***** 記事

2月12日(水)屈斜路→釧路→名古屋→岡山
 荷物解体を決行し、夜明け頃にもう一段冷え込むものとワクワク期待していたのに今朝の気温はマイナス18度程度。明け方より深夜の方が冷え込んでいたようで、本日の最低気温は隣町の川湯が28度、ここ砂湯で22度。絵になる樹氷を探してあっちこっち闇雲に走り回り、敢え無く終了のゴング。ま、チャレンジすることに意義ありということで、最後の日の撮影も終了。やれやれまた荷造りやり直しです。
 どうやら宿泊客の7グループ10名のうち、写真目的なのは僕を入れても3名のみ。案外、なのである。この季節に目を付けて、優雅でリッチなのんびり旅を楽しんでいる観光客が増えている。あまり増えて欲しくはないけれど、確かに冬の北海道はべらぼうに素晴らしい。
 荷を預けて10時チェックアウト。お得意さんへの土産物買いに一路和商市場へ。ここではたと思い出し、高校時代の友人が教えてくれた釧路在住の同級生O君へ電話を入れると、今日の昼から記念列車が走りその主催をやっているのだと言う。どんな列車が走るのかも知らず、さすがに躊躇したけれど何とも降って湧いたような有難い話。外身も内身も貫禄の増した友と35年ぶりに再会したというのに、ゆっくり会話を交わす間もなく、時計を気にしながら大急ぎで買い物を済ませて会場に向かうことに。まったくの想定外でレンズは600ミリのみ。あとはまだ今頃、屈斜路の宿に荷物としてころがっているはずである。無謀なるチャレンジ開始〜♪
 「旧釧路臨港鉄道 太平洋石炭販売輸送臨港線、石炭輸送開始80周年記念列車」と言うんだそうで、ちょっとたじろぐ名前だが、忙しくなるO君と別れて600ミリの場所を探す。近場でインスタントに狙うには向いてそうな直線で、音を録ったりビデオを撮る鉄道ファンが線路際でたむろしており、了解をもらって後ろに少し離れてスタンバイ。程無く、地元のご年輩にはきっと感慨深いに違いない哀愁漂う列車がゆっくりゆっくり向かってくる。バランス良くフレームに収まった瞬間からシャッターの雨あられ。通り過ぎる列車に思いを馳せながら撮影終了〜 と、ナント!音録りの連中のことを完全に忘れていたのです。間違いなく僕のモードラ音はマイクに拾われノイズに... 彼等は何も言わず次のポイントに移動の準備... 申し訳ない。 彼等にとっても予想外だったろうけれど、ナンとも申し訳ない限り。。 会釈をし、逃げるようにその場を離れて空港へ急いだのでありました。彼等の向かう次のポイントが最良であることを祈りながら。。。m(_"_)m
 なんとも最後の最後で大失敗してしまったけれど、今年の旅に点数を付ければ60点あたり。幾つかの素晴らしい出逢いが、空気と一緒に切り取れていれば。

**********
***** 提供エントリ

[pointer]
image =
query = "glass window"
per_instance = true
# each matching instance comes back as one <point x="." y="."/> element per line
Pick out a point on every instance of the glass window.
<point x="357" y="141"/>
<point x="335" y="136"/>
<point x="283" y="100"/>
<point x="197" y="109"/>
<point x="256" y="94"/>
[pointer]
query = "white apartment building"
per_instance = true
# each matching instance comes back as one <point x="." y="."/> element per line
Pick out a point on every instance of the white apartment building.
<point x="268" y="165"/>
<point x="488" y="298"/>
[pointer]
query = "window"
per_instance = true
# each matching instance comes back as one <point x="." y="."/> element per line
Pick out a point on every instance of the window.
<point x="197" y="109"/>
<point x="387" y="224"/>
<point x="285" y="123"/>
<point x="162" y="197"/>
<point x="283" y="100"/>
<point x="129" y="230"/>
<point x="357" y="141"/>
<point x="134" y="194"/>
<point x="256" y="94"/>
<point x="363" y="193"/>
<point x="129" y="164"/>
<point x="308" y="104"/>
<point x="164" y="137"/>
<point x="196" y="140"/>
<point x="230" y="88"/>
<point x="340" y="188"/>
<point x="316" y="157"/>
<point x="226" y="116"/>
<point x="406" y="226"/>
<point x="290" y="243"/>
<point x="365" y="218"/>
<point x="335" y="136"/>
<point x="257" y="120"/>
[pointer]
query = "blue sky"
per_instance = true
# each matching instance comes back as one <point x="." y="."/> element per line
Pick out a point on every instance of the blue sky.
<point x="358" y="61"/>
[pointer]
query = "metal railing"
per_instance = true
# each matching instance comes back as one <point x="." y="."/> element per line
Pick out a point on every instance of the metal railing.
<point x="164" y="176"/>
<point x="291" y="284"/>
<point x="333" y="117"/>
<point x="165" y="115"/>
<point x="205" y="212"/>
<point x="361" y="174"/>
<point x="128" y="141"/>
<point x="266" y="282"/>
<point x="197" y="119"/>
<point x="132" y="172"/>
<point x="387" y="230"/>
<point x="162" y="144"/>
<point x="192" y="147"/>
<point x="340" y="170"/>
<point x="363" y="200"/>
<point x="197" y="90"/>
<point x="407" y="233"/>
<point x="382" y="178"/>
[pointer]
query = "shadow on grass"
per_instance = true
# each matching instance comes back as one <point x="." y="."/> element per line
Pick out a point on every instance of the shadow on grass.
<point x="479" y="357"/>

**********

取り組む課題
A – 冬の北海道の旅日記で、釧路在住の同級生O君とは何年ぶりの再会でしたか。
B – 冬の北海道の旅日記を、最後の文の後から書き継いでください。

解答例
A – 35年ぶりです。

B –
 冬の道東も一年毎に暖かくなっているようで物足りなく、年々この季節の仕事が増えだしていて忙しないけれど、今年もゆるり満喫大自然。のんびりゆったり温泉と酒の旅 (^_^;)
 たまには自分を見つめ直しながら、まだまだ。

 

 

 見渡す限りモノトーンの大地の中でひとり雪原にいると、風も鳥も木々も周りのすべての自然が語りかけてくる。五感をひろげて向き合えば、磨り減って脆く鈍くなった感覚が蘇り研ぎ澄まされてゆく。
 来年も、大自然との対峙からしか得られない言葉を聞くために。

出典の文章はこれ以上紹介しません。